SOURCE TEXT:
>> BEGIN

In this project you will write a remote file server that is mostly transparent to the user.




You must first complete the 'base program' segment below, but you are then free to choose which other extensions you implement, with one proviso; you can not implement extension D unless you also implement extension C. If you complete all parts, you will receive 160% credit.







Base Program: (+80%)

You will be providing an interface much like the standard file system calls to allow easy use of files across the network. You should write 'netopen', 'netread', 'netwrite' and 'netclose'. All of these calls should use the same syntax and have the same overall functionality as their local counterparts (except where expressly exempted), but they will ship their parameters your file server where the actual file operations will happen. To your client code, it will look like open and netopen, read and netread, write and netwrite and close and netclose work almost identically, except your net commands are working on files on another machine.










netopen(const char *pathname, int flags)

The argument flags must include one of the following access modes: O_RDONLY, O_WRONLY, or O_RDWR. These request opening the file read-only, write-only, or read/write, respectively.




RETURN VALUE

netopen() returns the new file descriptor, or -1 in the caller's contenxt if an error occurred (in which case, errno is set appropriately). In order to avoid error and disambiguate your file descriptors from the system's, make your file descriptors negative (but not -1!).







ERRORS (check open manpage for definition)

reqiured:

EACCES

EINTR

EISDIR

ENOENT

EROFS

optional (you may want/need)

ENFILE

EWOULDBLOCK

EPERM







ssize_t netread(int fildes, void *buf, size_t nbyte)

>> END

STATED GOAL:
Answer these from the file server project text:
1. Which extension may be implemented only if extension C is also implemented?
2. What credit is given for completing all parts?
3. Which access modes must the flags argument of netopen include one of?
The data has nothing to do with the file server project text.

SUPPLIED DATA:
>> BEGIN

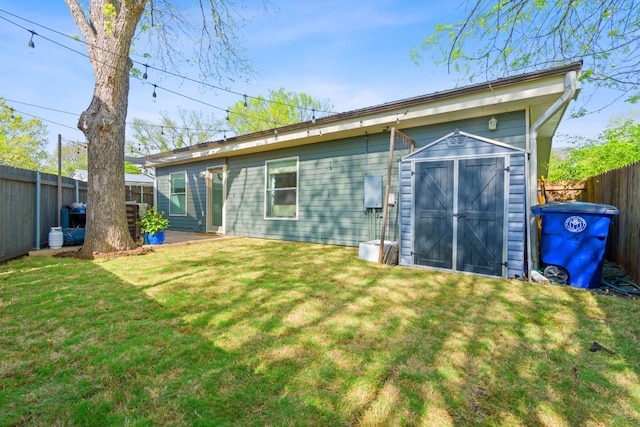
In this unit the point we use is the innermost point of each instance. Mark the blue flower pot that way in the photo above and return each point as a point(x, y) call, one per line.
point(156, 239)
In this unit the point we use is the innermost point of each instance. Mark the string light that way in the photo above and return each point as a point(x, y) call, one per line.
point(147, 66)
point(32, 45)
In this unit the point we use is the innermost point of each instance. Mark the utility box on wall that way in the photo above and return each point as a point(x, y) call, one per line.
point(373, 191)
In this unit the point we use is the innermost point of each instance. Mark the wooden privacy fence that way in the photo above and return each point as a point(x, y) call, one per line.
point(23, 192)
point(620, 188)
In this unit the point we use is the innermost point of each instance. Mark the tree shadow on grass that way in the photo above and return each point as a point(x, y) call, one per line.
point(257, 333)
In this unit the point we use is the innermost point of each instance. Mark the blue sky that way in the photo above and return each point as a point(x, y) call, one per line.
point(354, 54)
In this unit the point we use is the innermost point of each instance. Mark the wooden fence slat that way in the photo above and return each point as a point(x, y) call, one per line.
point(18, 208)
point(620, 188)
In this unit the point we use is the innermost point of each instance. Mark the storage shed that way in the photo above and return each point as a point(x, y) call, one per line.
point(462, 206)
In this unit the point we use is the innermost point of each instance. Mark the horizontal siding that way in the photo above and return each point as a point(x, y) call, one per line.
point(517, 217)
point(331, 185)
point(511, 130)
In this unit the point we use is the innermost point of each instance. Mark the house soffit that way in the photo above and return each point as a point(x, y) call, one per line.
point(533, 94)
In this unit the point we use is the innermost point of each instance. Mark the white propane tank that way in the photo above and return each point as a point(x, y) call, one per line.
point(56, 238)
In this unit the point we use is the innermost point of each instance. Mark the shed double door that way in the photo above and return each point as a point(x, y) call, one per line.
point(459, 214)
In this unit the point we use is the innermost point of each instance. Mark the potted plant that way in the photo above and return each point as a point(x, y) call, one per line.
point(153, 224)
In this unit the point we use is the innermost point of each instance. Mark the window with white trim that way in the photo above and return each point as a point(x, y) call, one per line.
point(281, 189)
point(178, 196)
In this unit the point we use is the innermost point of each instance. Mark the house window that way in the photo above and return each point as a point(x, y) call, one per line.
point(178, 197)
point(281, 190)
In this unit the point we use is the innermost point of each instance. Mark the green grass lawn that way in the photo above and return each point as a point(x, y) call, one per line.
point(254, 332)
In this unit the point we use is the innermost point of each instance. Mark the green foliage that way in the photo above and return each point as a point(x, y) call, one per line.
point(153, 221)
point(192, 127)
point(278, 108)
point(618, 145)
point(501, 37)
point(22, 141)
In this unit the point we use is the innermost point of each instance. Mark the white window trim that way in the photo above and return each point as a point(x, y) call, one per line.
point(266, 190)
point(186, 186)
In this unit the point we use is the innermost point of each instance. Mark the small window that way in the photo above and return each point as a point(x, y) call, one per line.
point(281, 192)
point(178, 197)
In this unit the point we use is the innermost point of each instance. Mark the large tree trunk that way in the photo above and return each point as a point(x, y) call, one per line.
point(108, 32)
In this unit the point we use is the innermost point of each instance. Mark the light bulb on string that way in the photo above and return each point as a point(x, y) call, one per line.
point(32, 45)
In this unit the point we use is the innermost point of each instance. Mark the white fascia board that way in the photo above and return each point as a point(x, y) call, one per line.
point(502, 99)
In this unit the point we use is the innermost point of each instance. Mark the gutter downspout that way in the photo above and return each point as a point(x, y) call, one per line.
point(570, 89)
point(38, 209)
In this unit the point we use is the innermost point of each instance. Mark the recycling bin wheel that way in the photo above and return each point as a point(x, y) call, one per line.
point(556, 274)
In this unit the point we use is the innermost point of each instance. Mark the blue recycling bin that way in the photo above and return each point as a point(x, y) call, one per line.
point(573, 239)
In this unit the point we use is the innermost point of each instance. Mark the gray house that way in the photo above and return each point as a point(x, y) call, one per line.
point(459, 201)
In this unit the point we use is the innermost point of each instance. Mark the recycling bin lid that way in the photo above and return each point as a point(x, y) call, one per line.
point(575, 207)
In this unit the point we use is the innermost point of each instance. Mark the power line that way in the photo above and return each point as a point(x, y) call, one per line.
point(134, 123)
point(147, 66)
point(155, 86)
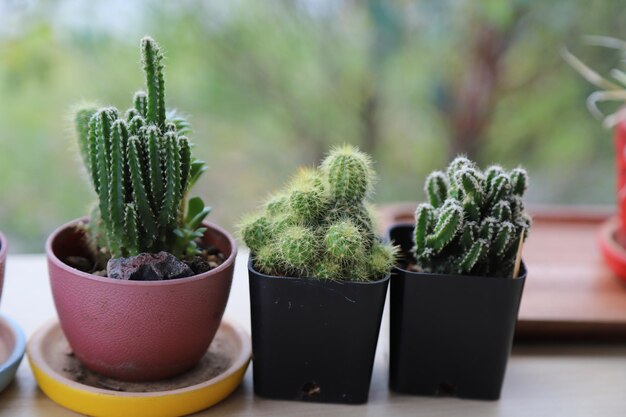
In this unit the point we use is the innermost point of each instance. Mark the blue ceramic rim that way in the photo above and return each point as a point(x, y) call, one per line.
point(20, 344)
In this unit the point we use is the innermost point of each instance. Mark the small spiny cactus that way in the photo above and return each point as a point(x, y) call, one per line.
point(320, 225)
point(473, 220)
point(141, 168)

>> END

THE SOLUTION:
1. Extension D.
2. 160% credit.
3. O_RDONLY, O_WRONLY, or O_RDWR.